▶ [MATERIALS PROVIDED]:
________

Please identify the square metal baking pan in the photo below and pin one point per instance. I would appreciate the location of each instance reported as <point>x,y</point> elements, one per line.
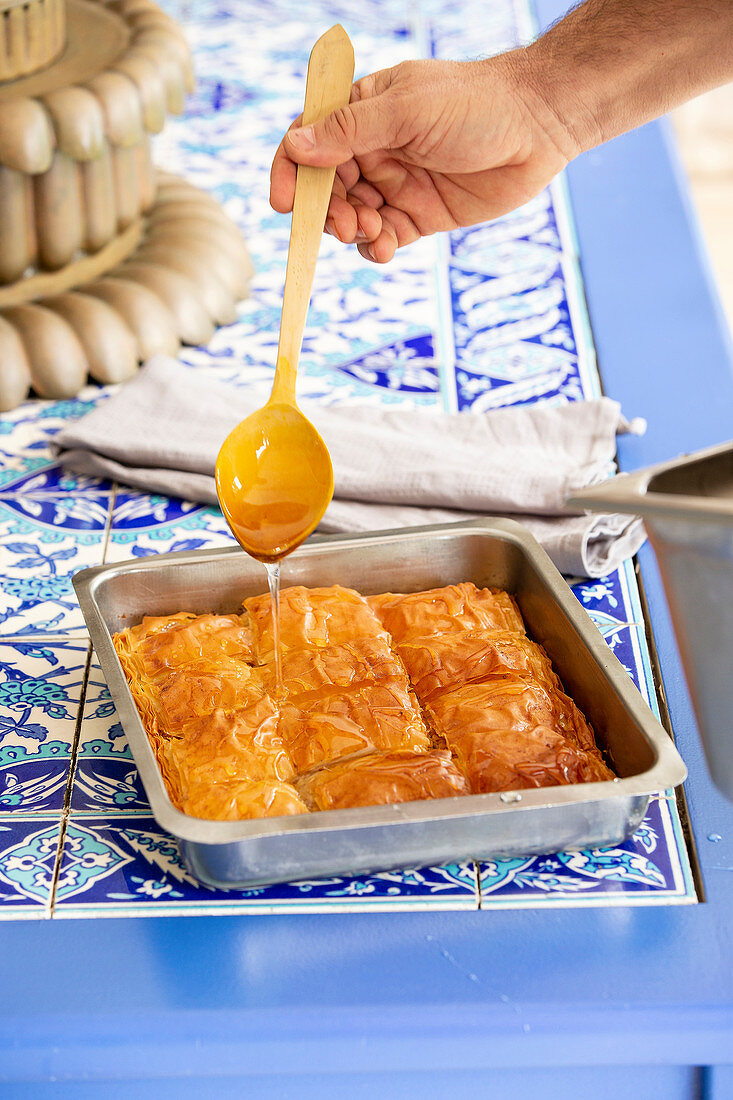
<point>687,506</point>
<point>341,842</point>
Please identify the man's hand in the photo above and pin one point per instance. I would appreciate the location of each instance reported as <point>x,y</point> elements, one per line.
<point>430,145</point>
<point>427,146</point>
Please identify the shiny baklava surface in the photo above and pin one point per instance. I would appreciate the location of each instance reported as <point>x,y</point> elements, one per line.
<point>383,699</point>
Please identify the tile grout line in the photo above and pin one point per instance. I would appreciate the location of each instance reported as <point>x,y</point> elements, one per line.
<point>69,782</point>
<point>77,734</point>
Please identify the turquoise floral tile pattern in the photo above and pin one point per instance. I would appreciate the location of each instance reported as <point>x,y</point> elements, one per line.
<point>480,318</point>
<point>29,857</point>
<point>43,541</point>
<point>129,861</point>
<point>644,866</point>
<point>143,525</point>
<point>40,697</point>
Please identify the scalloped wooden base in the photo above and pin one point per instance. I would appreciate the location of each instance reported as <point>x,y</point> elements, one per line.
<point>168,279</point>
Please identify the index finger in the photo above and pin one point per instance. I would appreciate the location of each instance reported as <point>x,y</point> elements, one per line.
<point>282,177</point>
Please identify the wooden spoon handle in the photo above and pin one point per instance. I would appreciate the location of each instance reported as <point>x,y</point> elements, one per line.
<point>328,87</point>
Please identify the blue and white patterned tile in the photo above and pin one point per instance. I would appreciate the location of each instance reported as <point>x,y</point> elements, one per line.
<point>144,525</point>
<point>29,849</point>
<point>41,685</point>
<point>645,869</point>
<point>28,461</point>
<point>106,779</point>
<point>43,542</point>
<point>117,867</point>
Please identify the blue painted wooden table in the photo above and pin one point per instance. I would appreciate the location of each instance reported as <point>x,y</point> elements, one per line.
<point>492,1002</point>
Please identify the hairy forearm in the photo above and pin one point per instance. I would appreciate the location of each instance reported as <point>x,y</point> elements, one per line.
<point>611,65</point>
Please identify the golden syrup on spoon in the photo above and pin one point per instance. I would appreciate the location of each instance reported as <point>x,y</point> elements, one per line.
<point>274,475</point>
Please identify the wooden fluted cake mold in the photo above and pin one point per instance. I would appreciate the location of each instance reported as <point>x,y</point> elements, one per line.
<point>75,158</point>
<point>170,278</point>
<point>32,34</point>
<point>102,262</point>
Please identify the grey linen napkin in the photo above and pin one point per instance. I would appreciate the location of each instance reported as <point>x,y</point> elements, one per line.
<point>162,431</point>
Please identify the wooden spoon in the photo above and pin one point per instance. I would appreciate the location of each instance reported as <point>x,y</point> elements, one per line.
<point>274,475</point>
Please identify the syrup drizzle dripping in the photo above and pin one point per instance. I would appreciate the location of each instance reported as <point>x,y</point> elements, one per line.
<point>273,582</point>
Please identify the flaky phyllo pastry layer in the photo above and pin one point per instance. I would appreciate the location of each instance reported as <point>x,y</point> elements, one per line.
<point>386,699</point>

________

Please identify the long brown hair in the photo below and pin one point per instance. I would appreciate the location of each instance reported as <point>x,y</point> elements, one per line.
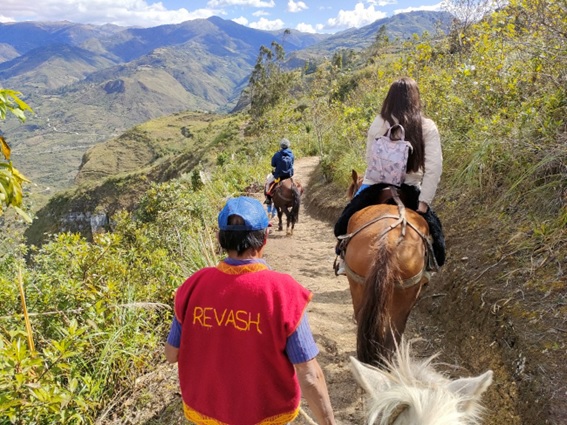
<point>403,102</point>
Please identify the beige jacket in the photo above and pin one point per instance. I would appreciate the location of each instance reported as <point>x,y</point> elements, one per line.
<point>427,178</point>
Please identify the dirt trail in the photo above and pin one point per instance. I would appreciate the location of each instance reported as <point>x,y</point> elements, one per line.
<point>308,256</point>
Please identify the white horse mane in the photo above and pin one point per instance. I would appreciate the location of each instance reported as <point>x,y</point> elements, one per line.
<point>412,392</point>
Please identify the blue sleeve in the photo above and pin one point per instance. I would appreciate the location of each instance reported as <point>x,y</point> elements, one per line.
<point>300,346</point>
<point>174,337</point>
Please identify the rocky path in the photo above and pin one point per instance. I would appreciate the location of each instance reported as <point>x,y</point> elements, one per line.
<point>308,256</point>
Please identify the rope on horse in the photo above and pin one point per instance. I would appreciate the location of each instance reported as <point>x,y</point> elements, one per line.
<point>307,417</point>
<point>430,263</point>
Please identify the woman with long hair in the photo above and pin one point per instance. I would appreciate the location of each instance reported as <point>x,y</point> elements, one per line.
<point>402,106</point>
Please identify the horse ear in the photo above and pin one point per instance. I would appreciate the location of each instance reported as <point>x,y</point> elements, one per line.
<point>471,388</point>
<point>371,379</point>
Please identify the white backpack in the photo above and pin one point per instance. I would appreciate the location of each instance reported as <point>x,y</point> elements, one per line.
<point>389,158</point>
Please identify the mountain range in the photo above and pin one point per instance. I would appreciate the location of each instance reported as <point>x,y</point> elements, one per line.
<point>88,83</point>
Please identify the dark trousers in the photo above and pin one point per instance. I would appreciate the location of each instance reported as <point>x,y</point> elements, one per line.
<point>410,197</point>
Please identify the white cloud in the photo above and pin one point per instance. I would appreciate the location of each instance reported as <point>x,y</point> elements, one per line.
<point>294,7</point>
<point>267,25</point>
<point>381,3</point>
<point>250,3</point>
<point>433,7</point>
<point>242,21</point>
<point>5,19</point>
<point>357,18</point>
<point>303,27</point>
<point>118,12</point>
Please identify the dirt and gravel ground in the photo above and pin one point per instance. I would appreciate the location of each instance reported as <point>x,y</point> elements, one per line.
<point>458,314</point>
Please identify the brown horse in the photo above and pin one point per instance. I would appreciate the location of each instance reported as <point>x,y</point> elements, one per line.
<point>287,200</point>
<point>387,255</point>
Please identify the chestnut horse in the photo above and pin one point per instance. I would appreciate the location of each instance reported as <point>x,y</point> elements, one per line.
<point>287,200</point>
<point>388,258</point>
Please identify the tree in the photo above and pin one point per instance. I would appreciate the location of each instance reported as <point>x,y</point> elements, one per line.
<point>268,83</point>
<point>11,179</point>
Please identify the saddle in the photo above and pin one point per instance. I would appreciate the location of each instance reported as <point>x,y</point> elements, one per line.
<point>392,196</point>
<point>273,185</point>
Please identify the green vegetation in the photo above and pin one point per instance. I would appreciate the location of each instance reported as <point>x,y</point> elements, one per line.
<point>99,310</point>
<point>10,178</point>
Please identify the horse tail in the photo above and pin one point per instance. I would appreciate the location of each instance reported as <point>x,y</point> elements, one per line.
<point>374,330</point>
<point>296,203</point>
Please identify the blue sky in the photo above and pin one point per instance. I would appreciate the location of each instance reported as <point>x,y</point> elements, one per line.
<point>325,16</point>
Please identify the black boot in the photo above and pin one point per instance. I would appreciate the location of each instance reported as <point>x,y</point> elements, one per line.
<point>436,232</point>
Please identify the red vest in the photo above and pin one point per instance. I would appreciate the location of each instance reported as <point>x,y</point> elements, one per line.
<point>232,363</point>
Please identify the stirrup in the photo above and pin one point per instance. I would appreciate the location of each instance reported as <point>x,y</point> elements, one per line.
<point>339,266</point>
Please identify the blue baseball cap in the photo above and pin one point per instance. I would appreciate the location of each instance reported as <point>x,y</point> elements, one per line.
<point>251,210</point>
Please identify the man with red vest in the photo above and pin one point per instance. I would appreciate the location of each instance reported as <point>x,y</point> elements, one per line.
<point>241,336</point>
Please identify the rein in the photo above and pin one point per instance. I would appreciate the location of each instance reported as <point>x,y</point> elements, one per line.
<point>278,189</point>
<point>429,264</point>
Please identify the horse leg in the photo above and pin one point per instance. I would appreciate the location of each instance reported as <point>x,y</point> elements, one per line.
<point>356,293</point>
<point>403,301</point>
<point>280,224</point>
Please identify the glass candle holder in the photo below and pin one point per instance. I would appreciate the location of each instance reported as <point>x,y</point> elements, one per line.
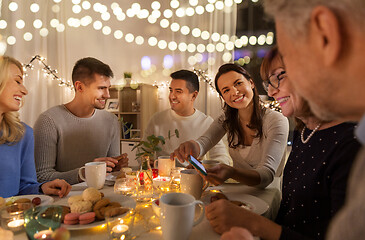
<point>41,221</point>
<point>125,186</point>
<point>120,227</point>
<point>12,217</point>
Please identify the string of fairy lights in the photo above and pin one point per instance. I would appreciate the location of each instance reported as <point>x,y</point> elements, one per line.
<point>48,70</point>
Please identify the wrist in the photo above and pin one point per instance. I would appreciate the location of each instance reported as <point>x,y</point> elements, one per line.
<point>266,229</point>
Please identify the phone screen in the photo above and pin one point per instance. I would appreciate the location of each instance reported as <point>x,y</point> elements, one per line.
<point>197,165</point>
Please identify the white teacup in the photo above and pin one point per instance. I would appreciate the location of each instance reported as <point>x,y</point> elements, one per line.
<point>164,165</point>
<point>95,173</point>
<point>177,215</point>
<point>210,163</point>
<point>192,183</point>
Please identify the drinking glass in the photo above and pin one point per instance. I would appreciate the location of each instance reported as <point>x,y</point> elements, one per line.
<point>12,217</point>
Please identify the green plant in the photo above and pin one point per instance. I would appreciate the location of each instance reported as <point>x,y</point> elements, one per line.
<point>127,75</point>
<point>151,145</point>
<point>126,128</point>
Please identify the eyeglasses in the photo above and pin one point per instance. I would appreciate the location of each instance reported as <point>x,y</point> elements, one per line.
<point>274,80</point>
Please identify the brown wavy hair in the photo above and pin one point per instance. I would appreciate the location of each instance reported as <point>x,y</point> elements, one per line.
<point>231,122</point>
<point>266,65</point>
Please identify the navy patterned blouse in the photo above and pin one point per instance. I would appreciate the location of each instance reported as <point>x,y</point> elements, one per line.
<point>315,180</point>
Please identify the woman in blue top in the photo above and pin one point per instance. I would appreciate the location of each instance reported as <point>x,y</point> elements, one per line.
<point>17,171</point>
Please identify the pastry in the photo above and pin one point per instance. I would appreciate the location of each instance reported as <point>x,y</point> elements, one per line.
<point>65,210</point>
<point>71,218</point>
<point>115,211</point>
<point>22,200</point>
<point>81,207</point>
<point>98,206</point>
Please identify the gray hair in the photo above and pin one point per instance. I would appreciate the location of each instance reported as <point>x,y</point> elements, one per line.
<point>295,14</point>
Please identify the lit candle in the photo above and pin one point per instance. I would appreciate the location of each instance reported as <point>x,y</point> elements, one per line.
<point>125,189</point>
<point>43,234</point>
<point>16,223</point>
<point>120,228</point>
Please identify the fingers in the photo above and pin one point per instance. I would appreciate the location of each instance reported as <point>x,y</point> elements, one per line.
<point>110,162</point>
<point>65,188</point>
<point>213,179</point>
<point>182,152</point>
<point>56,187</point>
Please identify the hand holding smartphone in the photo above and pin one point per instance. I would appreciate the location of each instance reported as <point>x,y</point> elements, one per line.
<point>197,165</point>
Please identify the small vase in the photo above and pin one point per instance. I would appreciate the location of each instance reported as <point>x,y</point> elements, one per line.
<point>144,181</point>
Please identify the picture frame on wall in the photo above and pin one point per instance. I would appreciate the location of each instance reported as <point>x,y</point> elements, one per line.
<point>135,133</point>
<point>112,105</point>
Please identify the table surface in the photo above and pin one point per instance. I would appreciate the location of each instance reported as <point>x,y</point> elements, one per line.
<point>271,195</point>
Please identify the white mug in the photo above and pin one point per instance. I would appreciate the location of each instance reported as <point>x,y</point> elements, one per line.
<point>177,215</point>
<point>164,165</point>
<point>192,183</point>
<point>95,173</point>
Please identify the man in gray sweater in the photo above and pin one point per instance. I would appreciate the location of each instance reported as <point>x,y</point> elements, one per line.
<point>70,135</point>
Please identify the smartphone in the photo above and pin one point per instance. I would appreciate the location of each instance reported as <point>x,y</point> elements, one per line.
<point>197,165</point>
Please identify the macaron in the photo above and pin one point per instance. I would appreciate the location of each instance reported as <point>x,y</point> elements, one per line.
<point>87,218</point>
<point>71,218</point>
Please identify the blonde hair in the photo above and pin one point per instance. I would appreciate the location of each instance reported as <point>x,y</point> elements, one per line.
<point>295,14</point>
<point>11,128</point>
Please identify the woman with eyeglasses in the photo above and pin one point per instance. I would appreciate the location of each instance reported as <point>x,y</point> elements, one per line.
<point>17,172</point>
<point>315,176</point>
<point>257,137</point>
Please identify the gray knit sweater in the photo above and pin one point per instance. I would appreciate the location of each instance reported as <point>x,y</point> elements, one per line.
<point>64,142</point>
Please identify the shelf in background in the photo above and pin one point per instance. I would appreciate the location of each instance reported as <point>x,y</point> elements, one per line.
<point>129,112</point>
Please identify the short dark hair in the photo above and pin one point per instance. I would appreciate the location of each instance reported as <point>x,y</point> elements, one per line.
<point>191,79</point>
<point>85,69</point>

________

▶ [REQUIREMENT]:
From the listing above, extract the lines that begin with the one containing "Please identify the horse ear" and end with the one containing "<point>410,197</point>", and reproduce them unchanged.

▶ [OUTPUT FOR THIS EXERCISE]:
Please identify the horse ear in the photo above and pin one point per instance. I would appreciate the location of each instance reported as <point>x,y</point> elements, one per line.
<point>471,388</point>
<point>371,379</point>
Please identify the white backpack in the photo above and pin one point per instance. I would appreciate the location of each instance reported as <point>x,y</point> elements, one per line.
<point>389,158</point>
Please identify the mountain range in the photo above and pin one point per instance. I would appreciate the location of each instance reported as <point>x,y</point> elements, one per line.
<point>88,83</point>
Please identify the dark trousers in the photo above and pin one point per instance. I would appreciate the location of each instance reported as <point>x,y</point> elements, one per line.
<point>410,197</point>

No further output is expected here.